● **PROMPT**
Find every line in the entries below that contains the word "face" and copy each of those lines.

Excerpts from a pointing dataset
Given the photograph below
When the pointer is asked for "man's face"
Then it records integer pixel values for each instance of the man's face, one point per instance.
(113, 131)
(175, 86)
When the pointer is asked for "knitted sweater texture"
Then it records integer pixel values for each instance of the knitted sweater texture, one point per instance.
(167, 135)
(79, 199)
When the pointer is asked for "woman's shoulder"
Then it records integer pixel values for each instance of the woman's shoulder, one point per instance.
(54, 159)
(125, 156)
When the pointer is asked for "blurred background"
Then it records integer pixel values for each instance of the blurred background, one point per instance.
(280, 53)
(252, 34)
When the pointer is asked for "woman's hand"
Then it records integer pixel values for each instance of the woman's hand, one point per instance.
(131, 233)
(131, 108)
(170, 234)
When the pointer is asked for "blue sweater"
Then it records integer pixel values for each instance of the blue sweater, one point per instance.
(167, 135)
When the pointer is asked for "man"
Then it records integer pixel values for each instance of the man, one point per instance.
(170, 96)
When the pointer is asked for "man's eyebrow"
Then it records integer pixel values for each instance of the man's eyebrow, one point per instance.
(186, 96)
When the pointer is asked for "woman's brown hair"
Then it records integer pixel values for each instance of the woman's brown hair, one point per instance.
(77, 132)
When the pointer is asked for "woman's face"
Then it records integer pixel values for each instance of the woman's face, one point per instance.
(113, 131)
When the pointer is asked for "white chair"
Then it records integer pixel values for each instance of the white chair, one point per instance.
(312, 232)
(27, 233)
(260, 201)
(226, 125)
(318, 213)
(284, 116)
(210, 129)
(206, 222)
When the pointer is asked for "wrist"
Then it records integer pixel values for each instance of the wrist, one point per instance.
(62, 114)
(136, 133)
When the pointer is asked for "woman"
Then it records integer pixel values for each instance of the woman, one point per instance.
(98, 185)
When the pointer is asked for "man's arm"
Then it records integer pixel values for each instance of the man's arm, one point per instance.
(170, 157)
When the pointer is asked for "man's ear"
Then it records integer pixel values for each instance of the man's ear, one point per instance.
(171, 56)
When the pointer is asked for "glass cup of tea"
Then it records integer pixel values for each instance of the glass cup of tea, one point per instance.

● **TASK OUTPUT**
When the pointer is asked for "man's face"
Then it records integer pixel values for each instance of the man's face, one point per instance.
When the pointer is asked for "woman's face"
Then it records integer pixel values for each instance of the woman's face, one point per instance.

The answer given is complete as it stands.